Task statement:
Reproduce the passage from the text about Helene Hanff's books between "And then Frank" and "Deutsch in London.", inclusive.

And then Frank Doel died, suddenly, in late December of 1968. That galvanized Hanff to -- well, not to go to London, because the money still wasn't there. But it got her to assemble a lot of those letters from twenty years -- clearly not all of them; there are obvious gaps and probably twice as many unobvious ones -- from Doel and Hanff and all of the others. Hanff edited the lot, adding nothing to them, and the result was 84, Charing Cross Road, published in 1971 by Andre Deutsch in London.
Because of the book, though, she got that first trip to London, for six weeks in the summer of 1971, just missing her own publication date but arriving to publicize and to finally meet the people and see the places she had been thinking about for so long. And, having figured out how this book business works, Hanff turned the London trip into its own book, The Duchess of Bloomsbury Street.
The two books haven't been published together, as far as I've seen, which strikes me as a lost opportunity. Duchess is so clearly a sequel to and elaboration of Road that the two belong together. And they're both short enough that the resulting book wouldn't come close to breaking three hundred pages.
The best pleasures of both books are in Hanff's voice, brash and pushy and neurotic and self-deprecating. (For all that she was raised in Philadelphia, Hanff was the epitome of a New Yorker.) These are books-about-books by courtesy, since she doesn't write too much about the books -- Road does have some quick embedded critical judgements, as she scorns this writer or demands more of that one, but Duchess is entirely about people and places in and about London. They're both books deeply steeped in the literary life, and it's more of a hard-knock, scrabbling literary life than we usually see. Again, Hanff was successful in the sense that she made her own career and lived by herself and never gave in, but she never hit bestseller lists or made piles of money.

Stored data
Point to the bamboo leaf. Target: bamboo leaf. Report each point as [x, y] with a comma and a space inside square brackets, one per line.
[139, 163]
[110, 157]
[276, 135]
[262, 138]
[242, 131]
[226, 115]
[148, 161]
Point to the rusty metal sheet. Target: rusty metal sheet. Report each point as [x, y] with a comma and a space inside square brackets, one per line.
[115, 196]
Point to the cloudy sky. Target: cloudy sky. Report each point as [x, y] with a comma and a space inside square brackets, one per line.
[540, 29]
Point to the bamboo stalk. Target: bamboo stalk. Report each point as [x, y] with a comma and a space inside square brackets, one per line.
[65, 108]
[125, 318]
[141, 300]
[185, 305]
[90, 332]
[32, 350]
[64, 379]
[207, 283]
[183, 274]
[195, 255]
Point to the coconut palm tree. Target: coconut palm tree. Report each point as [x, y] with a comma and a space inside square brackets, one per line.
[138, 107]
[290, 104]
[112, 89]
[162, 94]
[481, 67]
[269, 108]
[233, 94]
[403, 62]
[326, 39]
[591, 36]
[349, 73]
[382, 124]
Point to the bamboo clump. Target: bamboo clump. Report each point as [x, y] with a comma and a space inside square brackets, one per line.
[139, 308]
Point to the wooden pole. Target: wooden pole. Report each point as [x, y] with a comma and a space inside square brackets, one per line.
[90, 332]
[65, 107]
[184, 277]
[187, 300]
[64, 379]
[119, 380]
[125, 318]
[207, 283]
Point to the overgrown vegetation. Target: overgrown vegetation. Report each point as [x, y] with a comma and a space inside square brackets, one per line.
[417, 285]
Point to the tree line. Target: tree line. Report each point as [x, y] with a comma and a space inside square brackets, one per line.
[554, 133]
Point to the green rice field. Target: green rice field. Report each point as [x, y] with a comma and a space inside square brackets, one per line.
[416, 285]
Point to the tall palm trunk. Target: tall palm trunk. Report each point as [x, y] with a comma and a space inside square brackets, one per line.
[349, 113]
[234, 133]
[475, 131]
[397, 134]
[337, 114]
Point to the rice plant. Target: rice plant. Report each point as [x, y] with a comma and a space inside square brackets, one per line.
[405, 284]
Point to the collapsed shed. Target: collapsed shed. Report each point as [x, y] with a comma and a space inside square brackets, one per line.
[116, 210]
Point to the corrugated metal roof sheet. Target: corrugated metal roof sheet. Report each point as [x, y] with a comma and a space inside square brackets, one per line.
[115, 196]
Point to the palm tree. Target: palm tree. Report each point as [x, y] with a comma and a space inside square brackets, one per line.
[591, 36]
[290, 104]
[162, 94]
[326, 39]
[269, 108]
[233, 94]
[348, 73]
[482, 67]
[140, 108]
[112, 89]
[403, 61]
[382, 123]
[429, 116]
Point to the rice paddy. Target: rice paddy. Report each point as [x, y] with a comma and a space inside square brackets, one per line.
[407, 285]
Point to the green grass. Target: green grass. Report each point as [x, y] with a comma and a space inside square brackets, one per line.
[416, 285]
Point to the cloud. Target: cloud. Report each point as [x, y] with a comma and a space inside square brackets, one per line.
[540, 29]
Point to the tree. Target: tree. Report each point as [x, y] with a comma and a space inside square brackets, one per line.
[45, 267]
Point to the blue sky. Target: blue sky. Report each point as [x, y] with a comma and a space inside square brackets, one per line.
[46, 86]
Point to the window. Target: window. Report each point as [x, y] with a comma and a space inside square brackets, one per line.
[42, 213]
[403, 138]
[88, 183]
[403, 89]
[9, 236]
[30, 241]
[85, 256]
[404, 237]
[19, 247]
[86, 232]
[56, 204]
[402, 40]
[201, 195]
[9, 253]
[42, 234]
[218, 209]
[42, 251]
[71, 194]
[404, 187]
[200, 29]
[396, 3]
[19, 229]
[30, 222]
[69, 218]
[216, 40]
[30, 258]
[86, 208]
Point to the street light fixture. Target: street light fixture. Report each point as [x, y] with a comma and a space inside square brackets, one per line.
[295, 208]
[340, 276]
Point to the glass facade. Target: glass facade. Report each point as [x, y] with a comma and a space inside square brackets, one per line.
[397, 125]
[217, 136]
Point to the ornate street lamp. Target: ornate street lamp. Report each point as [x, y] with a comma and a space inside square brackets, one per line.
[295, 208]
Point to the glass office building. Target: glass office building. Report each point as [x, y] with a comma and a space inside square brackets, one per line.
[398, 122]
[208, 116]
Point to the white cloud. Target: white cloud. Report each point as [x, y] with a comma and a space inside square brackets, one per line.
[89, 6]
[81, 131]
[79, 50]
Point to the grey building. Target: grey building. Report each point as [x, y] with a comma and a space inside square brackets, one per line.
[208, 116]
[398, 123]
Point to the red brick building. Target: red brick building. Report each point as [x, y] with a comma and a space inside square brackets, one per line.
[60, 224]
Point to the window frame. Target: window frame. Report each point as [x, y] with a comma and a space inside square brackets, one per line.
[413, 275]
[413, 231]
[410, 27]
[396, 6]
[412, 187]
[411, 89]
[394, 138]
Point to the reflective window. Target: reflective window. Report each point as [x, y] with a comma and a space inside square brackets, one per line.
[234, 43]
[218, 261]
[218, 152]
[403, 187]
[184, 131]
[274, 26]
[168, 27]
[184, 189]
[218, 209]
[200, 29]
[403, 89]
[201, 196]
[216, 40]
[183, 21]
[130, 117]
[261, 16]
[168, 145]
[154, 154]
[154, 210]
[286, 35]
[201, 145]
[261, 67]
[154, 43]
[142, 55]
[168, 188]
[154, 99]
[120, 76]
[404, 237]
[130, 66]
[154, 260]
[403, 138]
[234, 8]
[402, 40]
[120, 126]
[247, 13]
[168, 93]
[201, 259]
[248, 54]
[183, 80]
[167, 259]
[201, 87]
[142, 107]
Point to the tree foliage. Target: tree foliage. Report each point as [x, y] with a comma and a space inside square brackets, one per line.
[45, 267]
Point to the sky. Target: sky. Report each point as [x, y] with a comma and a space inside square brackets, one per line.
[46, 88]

Result of this exercise:
And then Frank Doel died, suddenly, in late December of 1968. That galvanized Hanff to -- well, not to go to London, because the money still wasn't there. But it got her to assemble a lot of those letters from twenty years -- clearly not all of them; there are obvious gaps and probably twice as many unobvious ones -- from Doel and Hanff and all of the others. Hanff edited the lot, adding nothing to them, and the result was 84, Charing Cross Road, published in 1971 by Andre Deutsch in London.